- What you will do:
Return every line from the one with "Keypoint placement: for each instance of the lounge" through the one with "Keypoint placement: for each instance of the evergreen", inclusive, exactly as it appears below.

- Provided information:
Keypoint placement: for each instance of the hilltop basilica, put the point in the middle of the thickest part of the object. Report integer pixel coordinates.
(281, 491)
==
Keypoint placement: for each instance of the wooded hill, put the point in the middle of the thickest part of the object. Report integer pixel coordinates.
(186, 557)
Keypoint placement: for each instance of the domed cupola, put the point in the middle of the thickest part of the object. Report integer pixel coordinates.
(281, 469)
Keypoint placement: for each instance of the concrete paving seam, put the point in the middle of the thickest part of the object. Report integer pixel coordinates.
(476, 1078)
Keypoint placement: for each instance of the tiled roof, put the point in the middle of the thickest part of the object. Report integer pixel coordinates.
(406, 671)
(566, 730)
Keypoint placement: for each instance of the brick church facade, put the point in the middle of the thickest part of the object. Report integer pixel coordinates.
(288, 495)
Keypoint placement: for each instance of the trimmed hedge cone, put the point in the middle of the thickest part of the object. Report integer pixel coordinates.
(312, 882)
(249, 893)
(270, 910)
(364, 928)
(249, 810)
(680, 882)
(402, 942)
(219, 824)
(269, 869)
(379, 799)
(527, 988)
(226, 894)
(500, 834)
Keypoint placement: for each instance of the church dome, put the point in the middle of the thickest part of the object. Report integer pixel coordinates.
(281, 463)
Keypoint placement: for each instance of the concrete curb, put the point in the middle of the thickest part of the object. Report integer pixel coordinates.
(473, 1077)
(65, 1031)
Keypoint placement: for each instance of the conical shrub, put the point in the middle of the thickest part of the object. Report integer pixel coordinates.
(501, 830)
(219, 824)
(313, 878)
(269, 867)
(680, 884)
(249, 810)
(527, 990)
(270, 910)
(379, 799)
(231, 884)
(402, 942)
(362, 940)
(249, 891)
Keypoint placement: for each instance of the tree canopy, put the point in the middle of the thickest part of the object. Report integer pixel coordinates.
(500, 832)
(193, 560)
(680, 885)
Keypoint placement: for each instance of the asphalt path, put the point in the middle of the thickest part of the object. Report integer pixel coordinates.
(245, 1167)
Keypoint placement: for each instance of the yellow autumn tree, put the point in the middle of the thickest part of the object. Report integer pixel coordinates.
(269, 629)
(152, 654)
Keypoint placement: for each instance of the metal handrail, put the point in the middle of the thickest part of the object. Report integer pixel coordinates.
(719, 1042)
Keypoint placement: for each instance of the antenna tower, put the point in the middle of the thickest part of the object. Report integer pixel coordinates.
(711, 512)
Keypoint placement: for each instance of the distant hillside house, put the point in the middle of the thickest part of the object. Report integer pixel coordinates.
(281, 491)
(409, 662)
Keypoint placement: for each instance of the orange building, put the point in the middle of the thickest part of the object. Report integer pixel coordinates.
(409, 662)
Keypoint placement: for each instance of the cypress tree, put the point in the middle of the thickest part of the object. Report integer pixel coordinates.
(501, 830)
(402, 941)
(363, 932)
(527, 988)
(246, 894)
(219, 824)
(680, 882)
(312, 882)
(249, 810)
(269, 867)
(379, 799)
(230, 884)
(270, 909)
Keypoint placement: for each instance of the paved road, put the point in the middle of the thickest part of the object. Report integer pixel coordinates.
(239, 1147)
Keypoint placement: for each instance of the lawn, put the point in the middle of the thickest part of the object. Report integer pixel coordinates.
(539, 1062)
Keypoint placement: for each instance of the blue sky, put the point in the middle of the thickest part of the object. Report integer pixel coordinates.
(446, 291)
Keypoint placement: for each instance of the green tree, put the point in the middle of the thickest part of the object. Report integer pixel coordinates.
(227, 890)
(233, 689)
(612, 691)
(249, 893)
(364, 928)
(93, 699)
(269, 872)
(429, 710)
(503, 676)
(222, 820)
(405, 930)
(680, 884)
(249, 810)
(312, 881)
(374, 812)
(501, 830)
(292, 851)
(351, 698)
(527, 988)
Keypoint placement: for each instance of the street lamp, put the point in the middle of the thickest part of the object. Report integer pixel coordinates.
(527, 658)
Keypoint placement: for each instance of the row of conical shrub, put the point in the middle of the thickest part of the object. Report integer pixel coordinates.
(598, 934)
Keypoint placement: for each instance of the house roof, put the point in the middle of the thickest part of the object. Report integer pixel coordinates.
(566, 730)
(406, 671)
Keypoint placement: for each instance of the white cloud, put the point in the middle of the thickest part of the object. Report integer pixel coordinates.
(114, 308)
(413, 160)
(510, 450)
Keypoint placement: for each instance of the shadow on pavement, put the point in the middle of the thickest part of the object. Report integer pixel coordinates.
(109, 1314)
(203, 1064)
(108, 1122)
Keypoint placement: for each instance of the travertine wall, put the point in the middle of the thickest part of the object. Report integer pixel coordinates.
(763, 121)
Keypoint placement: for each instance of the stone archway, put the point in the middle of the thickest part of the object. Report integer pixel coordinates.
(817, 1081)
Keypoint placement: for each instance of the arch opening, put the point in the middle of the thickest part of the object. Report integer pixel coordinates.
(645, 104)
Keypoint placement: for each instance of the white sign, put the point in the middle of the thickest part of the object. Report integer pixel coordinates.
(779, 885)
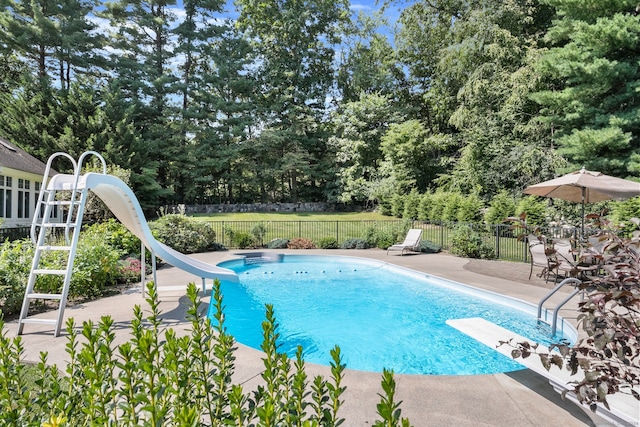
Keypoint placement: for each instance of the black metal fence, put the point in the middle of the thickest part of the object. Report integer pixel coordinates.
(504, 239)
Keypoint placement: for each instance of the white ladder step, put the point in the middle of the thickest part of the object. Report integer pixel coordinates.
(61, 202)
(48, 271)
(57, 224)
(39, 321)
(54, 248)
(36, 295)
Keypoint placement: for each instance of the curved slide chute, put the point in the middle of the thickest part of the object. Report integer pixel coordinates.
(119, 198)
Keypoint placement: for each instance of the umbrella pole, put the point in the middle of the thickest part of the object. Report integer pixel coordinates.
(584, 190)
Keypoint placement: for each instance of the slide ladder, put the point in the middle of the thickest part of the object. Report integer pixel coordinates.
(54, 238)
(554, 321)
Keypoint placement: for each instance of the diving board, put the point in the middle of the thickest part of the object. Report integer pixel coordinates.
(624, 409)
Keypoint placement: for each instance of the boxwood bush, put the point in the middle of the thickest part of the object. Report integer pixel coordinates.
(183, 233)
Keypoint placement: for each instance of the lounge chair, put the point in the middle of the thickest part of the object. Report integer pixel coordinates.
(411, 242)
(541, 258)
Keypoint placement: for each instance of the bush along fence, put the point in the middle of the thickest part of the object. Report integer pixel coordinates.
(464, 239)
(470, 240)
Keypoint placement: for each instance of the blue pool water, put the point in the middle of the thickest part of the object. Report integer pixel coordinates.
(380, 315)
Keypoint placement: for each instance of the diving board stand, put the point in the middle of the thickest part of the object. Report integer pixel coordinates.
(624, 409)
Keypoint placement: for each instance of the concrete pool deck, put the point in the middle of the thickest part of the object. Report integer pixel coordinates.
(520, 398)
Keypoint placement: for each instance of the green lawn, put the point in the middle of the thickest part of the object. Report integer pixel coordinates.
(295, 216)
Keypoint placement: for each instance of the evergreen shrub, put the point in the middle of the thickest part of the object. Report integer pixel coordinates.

- Answer:
Keypoint placement: for each instance of the lounge chair, put the point in the middle of the thickest part of the object. Report integer pixel coordinates.
(411, 242)
(541, 258)
Keypoint placement: for each instance of the bush along fence, put the point in the middle of the thickest part of the object. Report integer pixel coordinates.
(464, 239)
(470, 240)
Keypoint placement: for each instance of the blue pool water, put the point in the middle of the thickest part of the object. Report integer pixel coordinates.
(380, 315)
Keypoint placement: for each instance of the diving board stand, put the point in the middle of the thickest part of the object. Report integer pixel coordinates.
(624, 409)
Keypoint placement: for each instance of the concrete pool deck, put the point in the middle of the thickest part of the object. Report integer pixel coordinates.
(520, 398)
Keypoint placement: for each instance of the green lawn, put the point in the middle of the thickest part of the object. Report integer pixel coordinates.
(295, 216)
Keypoint placement: for each instance of the evergreen shrub, put the point in the middle of the thickest part of the object. Report integer pixel coordinates.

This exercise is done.